• Using the information:
1. Please retype the stretch from "Multi-million dollar automated" through "organizations." in the passage on Columbus businesses going green.
2. According to the passage on Columbus businesses going green, how many miles of plastic label backing does the Anheuser-Busch plant recycle each year?

• Text passage:
But businesses in this key market are beginning to
show more interest:


Columbus often bills itself as the nation’s test market. It’s demographics are seen as a reflection
of the nation as a whole. But this national test market is not at the front of the curve when it
comes recycling and other ‘green practices.’ For example, many companies around the country
have going green in the last few years, but businesses in Columbus are just starting to test the
waters.


John Remy works for SWACO, the Solid Waste Authority of Central Ohio It operates the area’s
landfill. Remy has only recently noticed a sudden jump in the number of calls he’s getting every
day:


“The boss wants the business to go green, and so the employees are left to, how do I go
green? And so they call us and want to know, how do I go green? And how do I do it five
minutes before I called you?”


SWACO advises businesses to audit their waste — to dig into trash cans and dumpsters and see
how much paper, plastic, glass, cardboard, food and other material is there and can be
recycled. Some big corporations were already working on that. Columbus’ Anheuser-Busch
brewery is one of big brewer’s 12 plants nationwide. Plant manager Kevin Lee says “green beer”
is not just a St. Patrick’s Day thing here. He says it’s a way of doing business, from the way the
bottles are labeled:



“The backing off of these labels that are applied onto the Bud Light bottle, we recycle the
backing, and there was approximately 66,000 miles of backing a year that is plastic
backing that’s recycled.”


To the cans that fall off the filling lines and end up in hoppers:


“And we send those cans back to a recycling area where the cans are crushed, they’re
sent for aluminum recycling purposes…”


Lee says the idea is to save money and cut down on trash:


“Everything that is consumed off the line, whether it’s the waste beer or the
waste cans or the waste bottles or cardboard, we want to take those materials, treat them
or recycle them, so that we reduce our demand on the environment certainly, reduce our
costs, and that allows us to be the most responsible manufacturer we can be.”


Multi-million dollar automated operations can afford to smoothly snap new green technology
into their production lines, but it’s a little more hands-on in smaller companies and in non-profit
organizations.

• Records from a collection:
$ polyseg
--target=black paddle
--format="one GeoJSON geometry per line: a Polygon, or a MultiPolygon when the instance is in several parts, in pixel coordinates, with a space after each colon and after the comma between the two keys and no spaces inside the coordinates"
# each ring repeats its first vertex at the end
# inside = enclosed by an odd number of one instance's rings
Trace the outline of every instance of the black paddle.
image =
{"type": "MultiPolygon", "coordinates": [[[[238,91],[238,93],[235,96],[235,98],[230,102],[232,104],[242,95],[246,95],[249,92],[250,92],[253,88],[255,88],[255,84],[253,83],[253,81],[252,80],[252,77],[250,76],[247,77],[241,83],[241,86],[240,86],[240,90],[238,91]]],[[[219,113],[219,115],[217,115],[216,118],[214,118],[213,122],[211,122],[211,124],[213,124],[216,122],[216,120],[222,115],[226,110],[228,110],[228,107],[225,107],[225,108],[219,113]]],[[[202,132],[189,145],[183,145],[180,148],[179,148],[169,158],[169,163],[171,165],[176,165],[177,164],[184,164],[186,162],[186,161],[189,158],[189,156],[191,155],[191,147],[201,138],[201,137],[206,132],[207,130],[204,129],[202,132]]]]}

• Solutions for each task:
1.
Multi-million dollar automated operations can afford to smoothly snap new green technology
into their production lines, but it’s a little more hands-on in smaller companies and in non-profit
organizations.

2. Approximately 66,000 miles.